:: Source passage ::
>>>

There is an old expression—to drive someone to drink—which means to annoy them to distraction. My favorite version of it is George Thorogood and the Destroyers’, “Son, you’re gonna drive me to drinkin’ if you don’t stop drivin’ that Hot Rod Lincoln” (which, now that I have thought of it, I can’t seem to get out of my head). That expression birthed multiple books entitled A Drinking Man’s Guide to topics from Scotland to Cambridge, women to marriage.
As far as Google tells me, however, there has never been such a guide to monetary policy. Given that recent monetary policy issues have been vexing enough to qualify—from a long period of near-zero interest rates (often negative in real terms), flaps over “transitory” inflation that wasn’t so transitory but seems to have been a massive surprise to monetary authorities, to only semi-scrutable Federal Reserve plans, modifications and messaging—perhaps it is worth considering a few connections that might appear in a drinking man’s guide to monetary policy.
Just like drinking, expansionary monetary policy can provide a temporary (or transitory) high at first (faster real output growth and reduced unemployment). However, the ill effects come later (in an inflation “hangover”).
If you continue expansionary monetary policy long enough, you can do serious, lasting damage to yourself (cirrhosis of the economy). Just as imbibers build up a tolerance for alcohol, people build up a tolerance for expansionary monetary policy via adapting expectations, requiring ever increasing amounts of monetary expansion to keep people fooled enough to stay “high” for a bit longer, with compounding damage and greater difficulty in undoing those consequences later.

<<<

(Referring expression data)
>>>

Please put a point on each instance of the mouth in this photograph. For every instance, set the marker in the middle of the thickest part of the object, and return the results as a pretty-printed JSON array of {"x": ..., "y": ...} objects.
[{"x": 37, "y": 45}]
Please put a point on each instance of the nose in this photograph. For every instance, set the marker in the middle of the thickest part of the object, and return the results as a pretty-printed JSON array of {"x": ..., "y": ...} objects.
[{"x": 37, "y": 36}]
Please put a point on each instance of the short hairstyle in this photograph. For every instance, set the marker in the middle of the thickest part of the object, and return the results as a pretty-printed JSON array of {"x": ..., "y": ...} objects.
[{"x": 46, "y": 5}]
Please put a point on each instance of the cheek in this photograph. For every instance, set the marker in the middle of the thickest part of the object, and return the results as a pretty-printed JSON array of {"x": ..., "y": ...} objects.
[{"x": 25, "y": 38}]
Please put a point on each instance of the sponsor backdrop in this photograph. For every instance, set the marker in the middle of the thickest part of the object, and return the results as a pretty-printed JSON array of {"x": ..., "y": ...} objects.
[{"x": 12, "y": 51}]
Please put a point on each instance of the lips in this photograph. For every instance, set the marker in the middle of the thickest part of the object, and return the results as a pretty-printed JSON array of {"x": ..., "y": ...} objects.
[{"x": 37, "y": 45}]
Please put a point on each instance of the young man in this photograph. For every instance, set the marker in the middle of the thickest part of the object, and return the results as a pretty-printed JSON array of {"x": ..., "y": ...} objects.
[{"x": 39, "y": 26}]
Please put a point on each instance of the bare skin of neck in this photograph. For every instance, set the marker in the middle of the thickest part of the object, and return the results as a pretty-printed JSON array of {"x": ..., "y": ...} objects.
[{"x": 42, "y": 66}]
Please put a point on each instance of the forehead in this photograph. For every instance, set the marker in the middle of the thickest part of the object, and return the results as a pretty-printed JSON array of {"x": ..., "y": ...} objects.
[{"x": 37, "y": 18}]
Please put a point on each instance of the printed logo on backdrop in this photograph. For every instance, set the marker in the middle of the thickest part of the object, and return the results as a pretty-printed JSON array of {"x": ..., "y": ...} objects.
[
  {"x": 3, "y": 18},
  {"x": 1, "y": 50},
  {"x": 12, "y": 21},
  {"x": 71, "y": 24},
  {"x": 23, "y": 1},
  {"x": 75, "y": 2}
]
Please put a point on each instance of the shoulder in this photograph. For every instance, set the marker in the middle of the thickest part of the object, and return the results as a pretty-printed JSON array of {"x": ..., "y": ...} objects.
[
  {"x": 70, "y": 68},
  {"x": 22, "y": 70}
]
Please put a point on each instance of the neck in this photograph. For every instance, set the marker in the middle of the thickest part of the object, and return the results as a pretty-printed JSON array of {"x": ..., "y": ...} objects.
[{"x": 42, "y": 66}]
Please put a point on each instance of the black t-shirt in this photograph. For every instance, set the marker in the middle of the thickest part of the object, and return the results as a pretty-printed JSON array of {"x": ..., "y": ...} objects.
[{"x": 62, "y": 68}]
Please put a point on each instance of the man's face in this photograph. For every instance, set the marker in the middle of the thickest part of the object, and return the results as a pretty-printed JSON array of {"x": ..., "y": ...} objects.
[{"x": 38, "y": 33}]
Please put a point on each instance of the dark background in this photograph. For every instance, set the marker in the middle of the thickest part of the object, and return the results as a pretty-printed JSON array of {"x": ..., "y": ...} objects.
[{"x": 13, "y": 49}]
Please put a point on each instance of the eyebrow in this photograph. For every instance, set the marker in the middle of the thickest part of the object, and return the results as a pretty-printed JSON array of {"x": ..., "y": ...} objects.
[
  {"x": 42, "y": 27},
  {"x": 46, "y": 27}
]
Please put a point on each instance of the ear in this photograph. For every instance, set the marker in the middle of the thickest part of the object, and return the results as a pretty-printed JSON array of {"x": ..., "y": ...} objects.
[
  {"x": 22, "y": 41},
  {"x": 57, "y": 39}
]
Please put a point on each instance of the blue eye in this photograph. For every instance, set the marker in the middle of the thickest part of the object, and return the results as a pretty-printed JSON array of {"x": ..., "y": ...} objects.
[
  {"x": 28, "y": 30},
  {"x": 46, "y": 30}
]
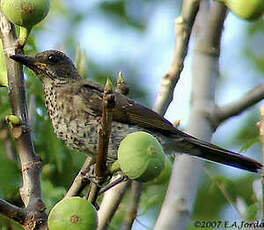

<<<

:: Work order 1 ::
Copy out the stretch of the monetary policy essay from "As far as Google" through "man’s guide to monetary policy.".
:: Work order 2 ::
Continue the essay comparing drinking to monetary policy from its last sentence.
The records have no connection to the monetary policy essay.

:: Exercise response 1 ::
As far as Google tells me, however, there has never been such a guide to monetary policy. Given that recent monetary policy issues have been vexing enough to qualify—from a long period of near-zero interest rates (often negative in real terms), flaps over “transitory” inflation that wasn’t so transitory but seems to have been a massive surprise to monetary authorities, to only semi-scrutable Federal Reserve plans, modifications and messaging—perhaps it is worth considering a few connections that might appear in a drinking man’s guide to monetary policy.

:: Exercise response 2 ::
Once a tolerance to drink or expansionary monetary policy is established, withdrawal symptoms worse than any hangover can result if you stop (as in a stagflation scenario that haunts the dreams of all those making fearful references to the 1970s), especially if it is unexpected. Further, that hangover is likely to persist awhile (to decelerate inflation) before you feel better again and can get back to a “normal” life.
Such withdrawal symptoms also mean efforts to stop either expansionary monetary policy or drinking are often short-lived, as the adverse effects tend to come first, while the positive effects come later. That may tempt decision-makers to yield to short-run pressures to feel better now (drink again, possibly excused as taking a “hair of the dog” cure) or by returning to inflationary policies, despite the adverse long-run consequences.
As with some alcoholics who don’t deliver on their promises to quit, if monetary authorities fail to fulfill promises to restrain inflation (i.e., they continue to deliver excessive monetary growth or restart it, after slowing monetary growth for a while, when political pressures on them build), observers learn not to believe such promises, or even come to see them as harbingers of the opposite (we become very hard to convince that monetary restraint will persist long enough to do much good about inflation before a reflation scenario occurs). Ask Paul Volcker how costly it is to slow inflation once such expectations have been deeply ingrained into the American psyche.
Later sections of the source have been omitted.